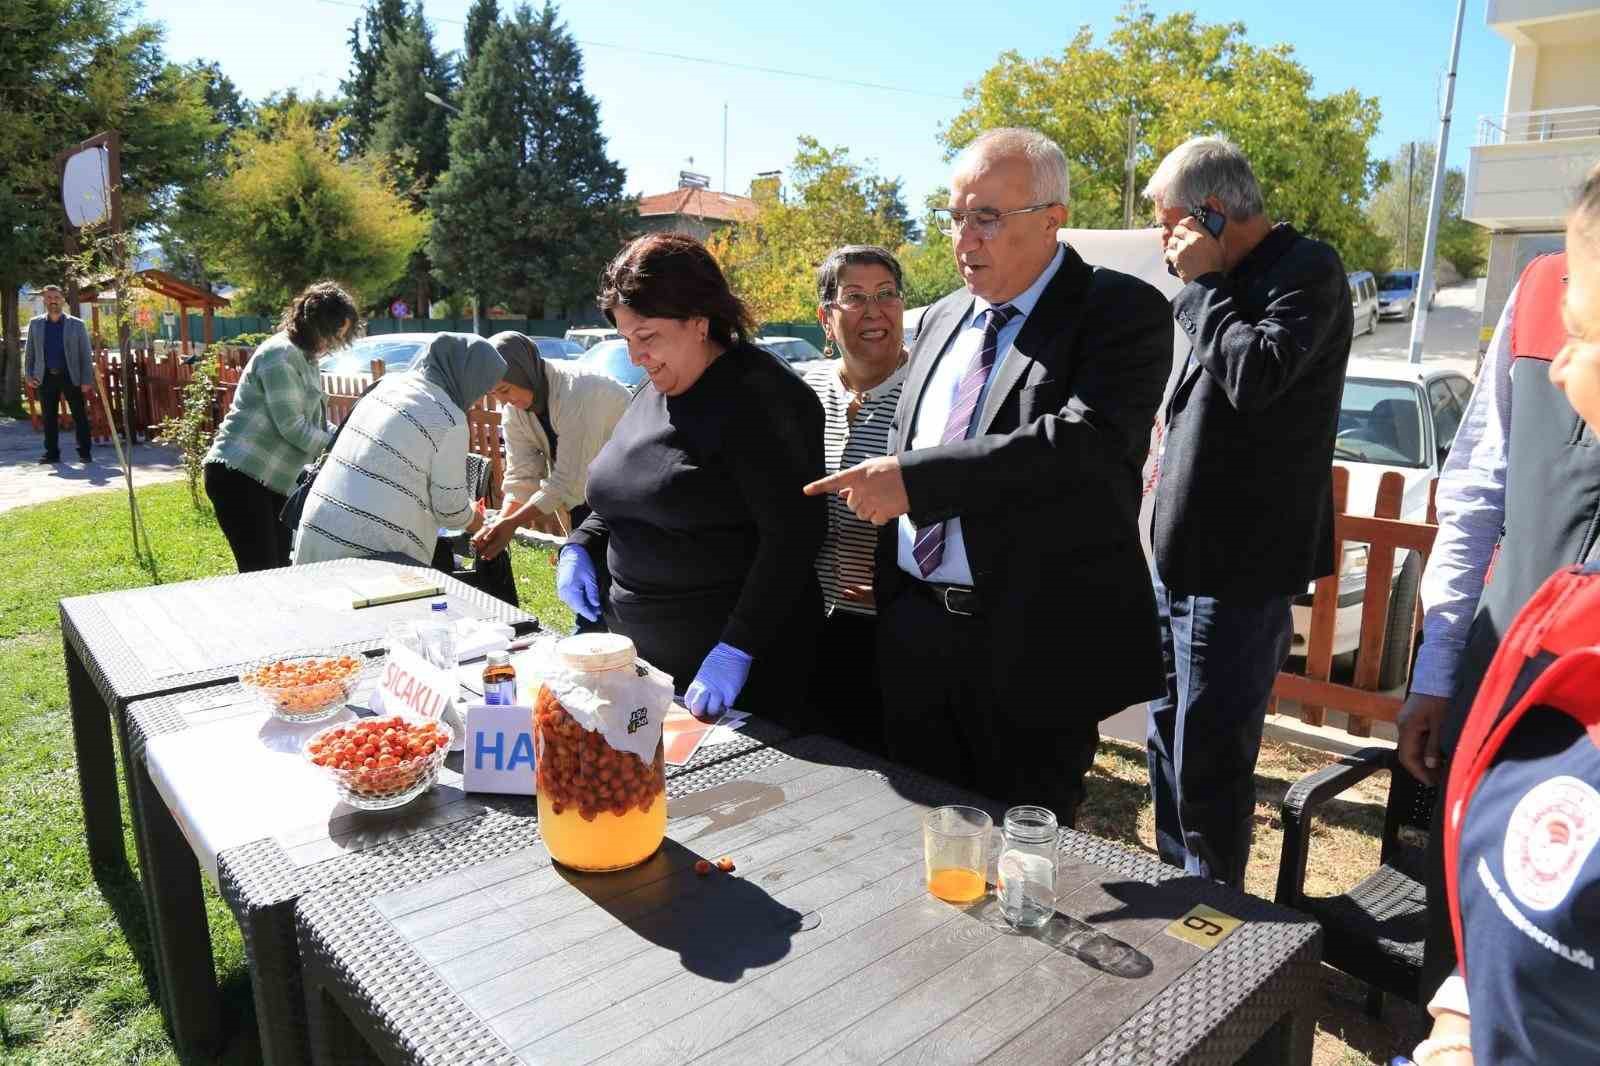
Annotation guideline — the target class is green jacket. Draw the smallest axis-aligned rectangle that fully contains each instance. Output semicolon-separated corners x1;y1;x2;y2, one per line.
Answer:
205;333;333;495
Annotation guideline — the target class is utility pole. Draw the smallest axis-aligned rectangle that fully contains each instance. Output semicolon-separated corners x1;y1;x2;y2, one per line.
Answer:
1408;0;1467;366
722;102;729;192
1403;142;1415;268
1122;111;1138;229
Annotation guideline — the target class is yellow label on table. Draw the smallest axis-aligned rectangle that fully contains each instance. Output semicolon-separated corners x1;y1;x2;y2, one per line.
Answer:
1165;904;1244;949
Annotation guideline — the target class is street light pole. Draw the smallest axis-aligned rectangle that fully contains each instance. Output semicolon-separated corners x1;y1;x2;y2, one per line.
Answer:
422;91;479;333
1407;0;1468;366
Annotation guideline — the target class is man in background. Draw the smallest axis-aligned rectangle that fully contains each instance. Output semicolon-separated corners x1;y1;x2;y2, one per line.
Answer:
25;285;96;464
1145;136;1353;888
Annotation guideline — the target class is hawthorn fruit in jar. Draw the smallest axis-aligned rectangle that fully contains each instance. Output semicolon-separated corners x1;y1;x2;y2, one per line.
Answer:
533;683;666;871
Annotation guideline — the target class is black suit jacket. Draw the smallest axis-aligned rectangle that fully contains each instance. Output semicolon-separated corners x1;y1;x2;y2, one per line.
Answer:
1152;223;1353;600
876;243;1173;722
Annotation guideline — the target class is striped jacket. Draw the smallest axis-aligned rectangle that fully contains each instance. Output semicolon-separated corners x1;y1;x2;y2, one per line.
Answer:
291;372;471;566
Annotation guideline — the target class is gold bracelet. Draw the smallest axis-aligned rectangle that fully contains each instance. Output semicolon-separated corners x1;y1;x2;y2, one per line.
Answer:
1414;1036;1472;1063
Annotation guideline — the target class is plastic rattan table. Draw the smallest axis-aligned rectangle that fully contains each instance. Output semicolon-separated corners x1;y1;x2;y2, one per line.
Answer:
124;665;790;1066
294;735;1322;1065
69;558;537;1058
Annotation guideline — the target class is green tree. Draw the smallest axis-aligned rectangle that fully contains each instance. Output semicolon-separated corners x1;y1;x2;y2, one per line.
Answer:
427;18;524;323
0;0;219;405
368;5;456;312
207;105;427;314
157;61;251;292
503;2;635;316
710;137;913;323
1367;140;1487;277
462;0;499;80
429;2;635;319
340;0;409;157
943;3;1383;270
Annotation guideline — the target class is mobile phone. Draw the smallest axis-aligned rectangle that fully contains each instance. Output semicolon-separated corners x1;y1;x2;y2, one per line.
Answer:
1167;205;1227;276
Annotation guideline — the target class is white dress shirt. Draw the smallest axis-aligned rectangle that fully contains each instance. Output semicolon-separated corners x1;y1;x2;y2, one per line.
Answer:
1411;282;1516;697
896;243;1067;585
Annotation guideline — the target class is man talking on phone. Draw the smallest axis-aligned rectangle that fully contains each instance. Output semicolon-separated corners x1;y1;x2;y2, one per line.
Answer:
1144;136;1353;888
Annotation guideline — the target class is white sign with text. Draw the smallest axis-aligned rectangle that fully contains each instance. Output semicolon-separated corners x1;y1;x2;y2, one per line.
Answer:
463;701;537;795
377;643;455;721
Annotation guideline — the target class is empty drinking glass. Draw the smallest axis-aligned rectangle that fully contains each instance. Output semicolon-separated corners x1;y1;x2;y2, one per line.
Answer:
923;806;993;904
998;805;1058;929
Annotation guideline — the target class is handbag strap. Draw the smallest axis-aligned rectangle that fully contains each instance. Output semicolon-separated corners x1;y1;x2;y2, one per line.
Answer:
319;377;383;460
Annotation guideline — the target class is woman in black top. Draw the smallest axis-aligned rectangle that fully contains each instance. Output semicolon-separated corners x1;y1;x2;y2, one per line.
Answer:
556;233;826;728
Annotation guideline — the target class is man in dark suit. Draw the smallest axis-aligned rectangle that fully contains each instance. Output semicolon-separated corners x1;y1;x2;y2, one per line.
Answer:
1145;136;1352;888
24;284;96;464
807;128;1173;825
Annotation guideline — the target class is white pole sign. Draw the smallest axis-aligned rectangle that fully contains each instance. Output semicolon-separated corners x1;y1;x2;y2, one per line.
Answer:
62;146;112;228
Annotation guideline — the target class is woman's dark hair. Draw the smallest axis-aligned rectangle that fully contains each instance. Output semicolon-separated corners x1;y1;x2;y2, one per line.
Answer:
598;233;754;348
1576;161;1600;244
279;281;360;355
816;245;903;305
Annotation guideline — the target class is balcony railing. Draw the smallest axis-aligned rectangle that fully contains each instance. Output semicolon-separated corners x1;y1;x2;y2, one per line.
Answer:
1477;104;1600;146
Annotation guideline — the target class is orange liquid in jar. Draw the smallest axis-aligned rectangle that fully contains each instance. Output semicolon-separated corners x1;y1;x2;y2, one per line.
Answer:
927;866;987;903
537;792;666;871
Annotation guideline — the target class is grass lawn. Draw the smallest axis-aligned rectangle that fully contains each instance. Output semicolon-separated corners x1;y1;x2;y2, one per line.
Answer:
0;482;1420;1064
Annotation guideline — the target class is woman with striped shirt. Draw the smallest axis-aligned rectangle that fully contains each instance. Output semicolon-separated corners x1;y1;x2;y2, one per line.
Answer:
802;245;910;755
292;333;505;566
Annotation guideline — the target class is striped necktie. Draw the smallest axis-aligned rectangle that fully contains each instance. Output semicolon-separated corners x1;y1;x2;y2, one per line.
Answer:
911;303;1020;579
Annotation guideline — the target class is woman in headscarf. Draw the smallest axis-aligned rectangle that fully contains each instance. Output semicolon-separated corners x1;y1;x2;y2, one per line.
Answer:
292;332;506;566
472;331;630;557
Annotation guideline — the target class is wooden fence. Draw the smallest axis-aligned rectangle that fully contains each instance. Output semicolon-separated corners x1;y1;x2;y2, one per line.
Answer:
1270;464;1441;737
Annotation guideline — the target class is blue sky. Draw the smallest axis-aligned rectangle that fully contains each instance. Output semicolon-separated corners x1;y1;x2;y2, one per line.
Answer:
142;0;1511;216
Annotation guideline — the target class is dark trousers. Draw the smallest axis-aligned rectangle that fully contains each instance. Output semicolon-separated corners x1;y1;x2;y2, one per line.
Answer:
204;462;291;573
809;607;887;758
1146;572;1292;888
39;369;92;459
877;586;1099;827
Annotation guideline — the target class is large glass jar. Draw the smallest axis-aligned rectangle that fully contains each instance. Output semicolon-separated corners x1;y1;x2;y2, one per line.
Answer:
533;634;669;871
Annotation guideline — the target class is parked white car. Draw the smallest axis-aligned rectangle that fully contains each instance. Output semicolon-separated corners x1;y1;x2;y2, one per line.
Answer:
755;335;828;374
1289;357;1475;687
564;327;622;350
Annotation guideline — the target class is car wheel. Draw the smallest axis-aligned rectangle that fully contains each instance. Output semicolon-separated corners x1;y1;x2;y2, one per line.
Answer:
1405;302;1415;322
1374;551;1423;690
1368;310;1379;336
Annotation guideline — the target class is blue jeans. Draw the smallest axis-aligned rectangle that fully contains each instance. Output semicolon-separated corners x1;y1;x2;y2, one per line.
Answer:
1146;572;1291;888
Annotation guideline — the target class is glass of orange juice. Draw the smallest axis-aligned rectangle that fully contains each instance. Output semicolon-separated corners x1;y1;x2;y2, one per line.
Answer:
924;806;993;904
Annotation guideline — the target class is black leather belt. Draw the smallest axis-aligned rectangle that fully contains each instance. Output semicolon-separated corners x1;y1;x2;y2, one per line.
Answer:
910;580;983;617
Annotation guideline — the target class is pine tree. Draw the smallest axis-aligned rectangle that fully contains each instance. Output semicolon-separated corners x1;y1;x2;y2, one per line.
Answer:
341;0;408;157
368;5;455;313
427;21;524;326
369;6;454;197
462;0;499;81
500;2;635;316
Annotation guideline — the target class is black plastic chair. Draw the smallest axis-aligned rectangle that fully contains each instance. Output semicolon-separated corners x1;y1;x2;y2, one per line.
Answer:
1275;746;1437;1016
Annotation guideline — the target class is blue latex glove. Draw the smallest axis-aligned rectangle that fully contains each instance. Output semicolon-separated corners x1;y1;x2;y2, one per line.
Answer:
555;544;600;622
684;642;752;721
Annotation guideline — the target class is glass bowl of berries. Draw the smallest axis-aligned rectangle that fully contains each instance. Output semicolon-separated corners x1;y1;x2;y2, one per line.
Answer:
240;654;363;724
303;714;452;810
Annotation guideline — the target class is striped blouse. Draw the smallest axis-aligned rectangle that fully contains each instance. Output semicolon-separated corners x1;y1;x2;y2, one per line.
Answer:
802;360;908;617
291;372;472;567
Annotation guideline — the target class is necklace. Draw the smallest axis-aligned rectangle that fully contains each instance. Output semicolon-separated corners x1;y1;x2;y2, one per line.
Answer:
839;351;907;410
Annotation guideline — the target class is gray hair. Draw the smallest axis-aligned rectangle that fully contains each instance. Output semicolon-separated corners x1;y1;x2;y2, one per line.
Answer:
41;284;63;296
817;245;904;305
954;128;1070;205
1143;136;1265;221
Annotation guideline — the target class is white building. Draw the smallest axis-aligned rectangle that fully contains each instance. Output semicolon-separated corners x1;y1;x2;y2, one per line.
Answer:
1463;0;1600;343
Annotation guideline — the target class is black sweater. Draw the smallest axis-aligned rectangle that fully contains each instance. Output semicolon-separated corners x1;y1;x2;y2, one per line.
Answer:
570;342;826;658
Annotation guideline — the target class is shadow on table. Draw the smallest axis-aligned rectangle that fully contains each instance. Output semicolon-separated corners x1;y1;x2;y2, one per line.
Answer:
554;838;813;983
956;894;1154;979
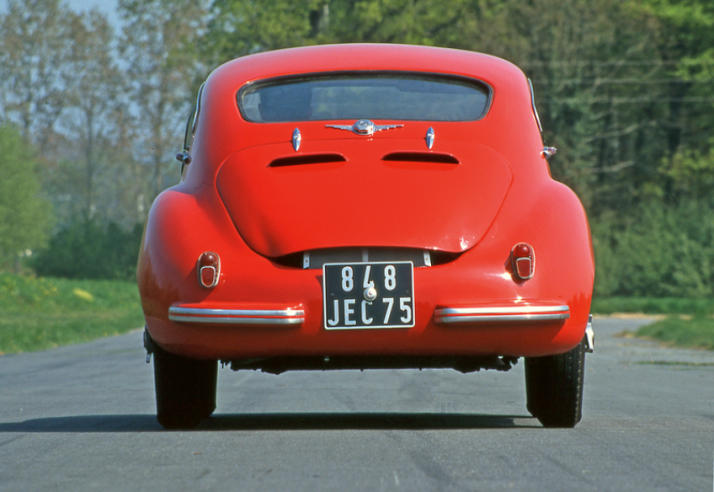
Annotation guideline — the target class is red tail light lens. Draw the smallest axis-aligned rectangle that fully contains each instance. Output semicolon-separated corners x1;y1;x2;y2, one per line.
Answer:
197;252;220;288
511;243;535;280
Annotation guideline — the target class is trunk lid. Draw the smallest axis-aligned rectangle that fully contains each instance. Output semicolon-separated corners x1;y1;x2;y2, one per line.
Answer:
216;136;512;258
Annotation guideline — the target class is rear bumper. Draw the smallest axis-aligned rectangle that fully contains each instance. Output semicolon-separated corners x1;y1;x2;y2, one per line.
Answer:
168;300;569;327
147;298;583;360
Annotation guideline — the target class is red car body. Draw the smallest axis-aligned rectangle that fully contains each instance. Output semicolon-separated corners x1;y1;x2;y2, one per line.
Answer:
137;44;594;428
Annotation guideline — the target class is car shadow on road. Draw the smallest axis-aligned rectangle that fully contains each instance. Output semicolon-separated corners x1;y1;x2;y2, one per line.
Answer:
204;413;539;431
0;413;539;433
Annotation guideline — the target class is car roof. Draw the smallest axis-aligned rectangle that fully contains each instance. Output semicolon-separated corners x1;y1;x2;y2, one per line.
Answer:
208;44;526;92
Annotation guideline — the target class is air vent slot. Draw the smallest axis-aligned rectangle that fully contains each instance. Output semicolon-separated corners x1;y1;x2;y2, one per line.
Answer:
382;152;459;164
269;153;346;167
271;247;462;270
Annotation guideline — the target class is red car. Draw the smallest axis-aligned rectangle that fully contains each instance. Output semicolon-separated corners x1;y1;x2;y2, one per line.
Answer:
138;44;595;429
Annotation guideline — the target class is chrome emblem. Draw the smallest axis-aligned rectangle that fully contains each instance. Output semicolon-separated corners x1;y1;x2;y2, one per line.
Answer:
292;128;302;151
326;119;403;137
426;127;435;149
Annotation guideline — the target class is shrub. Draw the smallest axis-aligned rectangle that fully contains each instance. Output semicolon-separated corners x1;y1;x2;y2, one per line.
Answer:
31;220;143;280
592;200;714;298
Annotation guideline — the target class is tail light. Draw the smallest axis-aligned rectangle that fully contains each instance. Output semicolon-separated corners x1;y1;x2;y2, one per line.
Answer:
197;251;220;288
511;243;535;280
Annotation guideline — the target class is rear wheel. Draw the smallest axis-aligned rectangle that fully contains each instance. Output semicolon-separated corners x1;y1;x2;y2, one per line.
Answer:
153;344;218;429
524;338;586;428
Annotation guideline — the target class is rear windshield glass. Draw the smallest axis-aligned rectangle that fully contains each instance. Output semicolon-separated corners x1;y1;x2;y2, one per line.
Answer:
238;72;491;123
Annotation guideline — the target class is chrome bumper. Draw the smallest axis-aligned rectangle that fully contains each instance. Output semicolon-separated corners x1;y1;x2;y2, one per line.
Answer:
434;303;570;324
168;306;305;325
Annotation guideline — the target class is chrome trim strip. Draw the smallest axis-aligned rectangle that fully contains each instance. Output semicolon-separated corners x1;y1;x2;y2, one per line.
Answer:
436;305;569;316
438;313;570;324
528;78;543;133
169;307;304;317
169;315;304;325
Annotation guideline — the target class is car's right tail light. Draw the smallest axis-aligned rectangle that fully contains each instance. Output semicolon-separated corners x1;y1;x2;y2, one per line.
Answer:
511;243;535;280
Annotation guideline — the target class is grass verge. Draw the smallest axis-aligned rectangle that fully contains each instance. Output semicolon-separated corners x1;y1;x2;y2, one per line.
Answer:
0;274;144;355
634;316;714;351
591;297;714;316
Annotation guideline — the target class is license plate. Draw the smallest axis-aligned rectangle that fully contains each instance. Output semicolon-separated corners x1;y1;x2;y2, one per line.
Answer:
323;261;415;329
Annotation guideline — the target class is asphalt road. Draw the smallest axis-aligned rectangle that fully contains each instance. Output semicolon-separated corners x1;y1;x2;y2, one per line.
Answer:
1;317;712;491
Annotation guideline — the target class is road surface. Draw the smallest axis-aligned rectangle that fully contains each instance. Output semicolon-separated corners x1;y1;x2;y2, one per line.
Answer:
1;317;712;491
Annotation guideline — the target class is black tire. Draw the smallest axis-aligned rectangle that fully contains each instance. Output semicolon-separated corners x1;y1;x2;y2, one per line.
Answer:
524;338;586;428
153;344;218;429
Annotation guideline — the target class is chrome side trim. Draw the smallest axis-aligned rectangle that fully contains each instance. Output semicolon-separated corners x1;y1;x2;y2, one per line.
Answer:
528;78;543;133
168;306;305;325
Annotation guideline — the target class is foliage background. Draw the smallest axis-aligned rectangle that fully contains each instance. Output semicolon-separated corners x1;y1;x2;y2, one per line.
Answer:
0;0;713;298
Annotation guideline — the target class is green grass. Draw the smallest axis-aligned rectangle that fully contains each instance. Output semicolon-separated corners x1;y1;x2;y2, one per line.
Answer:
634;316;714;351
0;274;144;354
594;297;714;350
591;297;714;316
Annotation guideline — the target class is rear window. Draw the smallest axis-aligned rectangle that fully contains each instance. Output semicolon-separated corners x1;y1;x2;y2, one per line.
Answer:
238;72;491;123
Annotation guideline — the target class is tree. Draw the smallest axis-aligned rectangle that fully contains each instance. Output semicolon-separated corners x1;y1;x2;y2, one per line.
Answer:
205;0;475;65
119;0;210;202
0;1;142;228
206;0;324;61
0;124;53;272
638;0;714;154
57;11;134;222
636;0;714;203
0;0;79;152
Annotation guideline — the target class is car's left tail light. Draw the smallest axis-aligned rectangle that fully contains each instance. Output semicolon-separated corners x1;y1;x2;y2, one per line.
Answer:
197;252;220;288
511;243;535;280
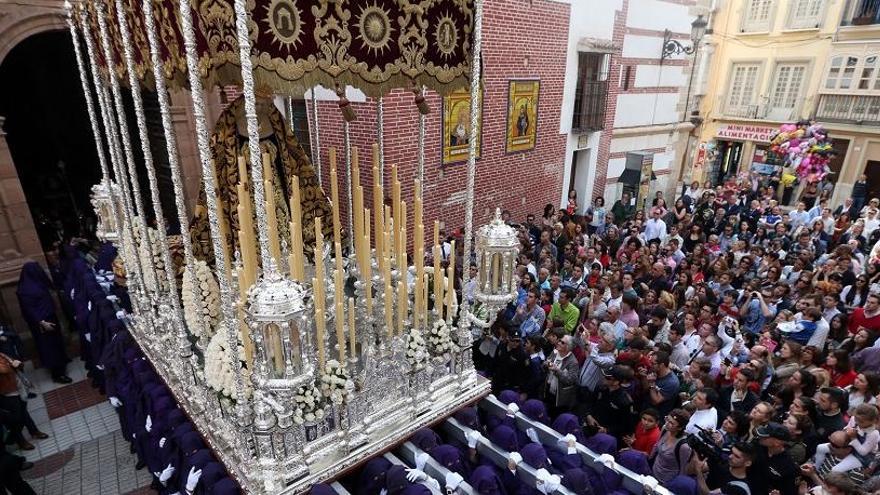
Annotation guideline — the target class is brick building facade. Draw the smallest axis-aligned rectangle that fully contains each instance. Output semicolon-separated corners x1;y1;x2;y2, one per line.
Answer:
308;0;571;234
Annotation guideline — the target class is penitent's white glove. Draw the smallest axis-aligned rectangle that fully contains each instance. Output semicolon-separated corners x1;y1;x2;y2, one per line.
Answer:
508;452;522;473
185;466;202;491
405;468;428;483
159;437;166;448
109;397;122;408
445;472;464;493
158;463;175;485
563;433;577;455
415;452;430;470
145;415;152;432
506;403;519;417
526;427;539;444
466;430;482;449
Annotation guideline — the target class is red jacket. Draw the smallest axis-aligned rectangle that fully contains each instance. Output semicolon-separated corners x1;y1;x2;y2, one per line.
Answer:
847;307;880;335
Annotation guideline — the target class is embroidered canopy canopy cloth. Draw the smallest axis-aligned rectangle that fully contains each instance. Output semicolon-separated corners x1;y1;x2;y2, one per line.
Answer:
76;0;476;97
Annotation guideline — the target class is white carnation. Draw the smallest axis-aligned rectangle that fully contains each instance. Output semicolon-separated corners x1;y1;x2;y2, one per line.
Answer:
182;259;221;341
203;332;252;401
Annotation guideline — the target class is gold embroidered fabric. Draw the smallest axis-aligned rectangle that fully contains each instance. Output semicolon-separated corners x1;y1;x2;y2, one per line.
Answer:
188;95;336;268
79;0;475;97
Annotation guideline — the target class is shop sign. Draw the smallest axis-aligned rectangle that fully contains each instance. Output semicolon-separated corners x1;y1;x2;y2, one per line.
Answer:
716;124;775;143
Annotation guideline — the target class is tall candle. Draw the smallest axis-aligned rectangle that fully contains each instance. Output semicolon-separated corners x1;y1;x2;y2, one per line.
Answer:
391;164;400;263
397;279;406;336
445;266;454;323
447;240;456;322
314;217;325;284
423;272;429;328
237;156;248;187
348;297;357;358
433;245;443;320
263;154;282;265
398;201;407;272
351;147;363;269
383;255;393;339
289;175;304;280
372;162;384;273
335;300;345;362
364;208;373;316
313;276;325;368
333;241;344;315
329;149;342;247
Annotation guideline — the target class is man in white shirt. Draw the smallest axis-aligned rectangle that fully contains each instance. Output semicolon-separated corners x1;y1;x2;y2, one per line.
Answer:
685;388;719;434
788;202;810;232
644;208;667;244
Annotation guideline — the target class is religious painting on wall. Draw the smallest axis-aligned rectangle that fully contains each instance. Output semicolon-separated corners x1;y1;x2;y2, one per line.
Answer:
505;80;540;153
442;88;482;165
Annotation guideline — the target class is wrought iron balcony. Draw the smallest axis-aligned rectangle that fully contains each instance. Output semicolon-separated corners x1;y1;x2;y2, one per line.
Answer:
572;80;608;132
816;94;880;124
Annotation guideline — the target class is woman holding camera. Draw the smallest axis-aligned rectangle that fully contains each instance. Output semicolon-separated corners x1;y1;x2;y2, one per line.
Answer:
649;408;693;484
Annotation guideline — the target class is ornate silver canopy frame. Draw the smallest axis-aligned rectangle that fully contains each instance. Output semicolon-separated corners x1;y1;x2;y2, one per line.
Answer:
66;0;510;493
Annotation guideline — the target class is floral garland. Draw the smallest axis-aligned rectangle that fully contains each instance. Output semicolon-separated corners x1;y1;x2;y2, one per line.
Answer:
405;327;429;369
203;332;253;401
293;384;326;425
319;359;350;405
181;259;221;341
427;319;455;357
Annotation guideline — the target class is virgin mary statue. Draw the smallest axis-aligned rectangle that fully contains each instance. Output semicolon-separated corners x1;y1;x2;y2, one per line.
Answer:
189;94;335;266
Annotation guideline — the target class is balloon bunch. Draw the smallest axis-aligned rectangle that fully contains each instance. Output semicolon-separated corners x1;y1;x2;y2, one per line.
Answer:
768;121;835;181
□ □ □ □ □ □ □
Print, from the entries above, the line with "Annotation guideline — the target class is woman with", the line with "Annotation guideline — the target class is parked" and all lines between them, exactly and with nothing else.

#### ANSWER
Annotation guideline — the target class is woman with striped shirt. Draw the smallest axis-aligned rectangle that fully contains each instance. Output semicolon-separated corners x1;y1;x2;y2, one per line.
Answer:
802;245;910;755
292;333;505;566
Annotation guideline — the target class is striped necktie. Draw the smallest axis-aligned rectangle that fully contains each instance. Output semicolon-separated corners x1;y1;x2;y2, one per line.
Answer:
911;303;1020;579
Annotation guideline — the target class is woman in headscarf. Draw the smallest axis-aligned rectangle that fully contains each instance. Output semicolon-separated corners x1;y1;x2;y2, one per line.
Answer:
292;332;506;566
472;331;630;557
Annotation guideline — the target class is wooden fence. Draw the smallest axis-aligned rectangle that fully contains each instance. Output semicolon-separated corners x1;y1;x2;y2, one per line.
Answer:
1270;464;1441;737
Annotation guideline — the target class is blue sky. Draw the smallest axis-aligned rectangle that fully contains each instance. Output semicolon-separated corners x1;y1;x2;y2, one per line.
Answer:
142;0;1511;216
Annotation guideline — the target class is dark trousers. Draw the smallest axis-aligned rectangle that fully contains each instance. Output semicolon-separated corners x1;y1;x2;y2, one per line.
Answer:
204;462;291;573
809;607;887;758
1146;572;1292;888
39;369;92;459
877;586;1099;827
Annotation guideline — the target class is large glass jar. Draw the smallest axis-aligned rectangle that fully contains each instance. Output semicolon-separated corners x1;y1;x2;y2, one per line.
Answer:
533;634;669;871
Annotation guideline — the target class is parked white car. Draw the smallest axis-aligned rectangle that fully contains each instance. Output semicolon-separated corners x1;y1;x2;y2, one per line.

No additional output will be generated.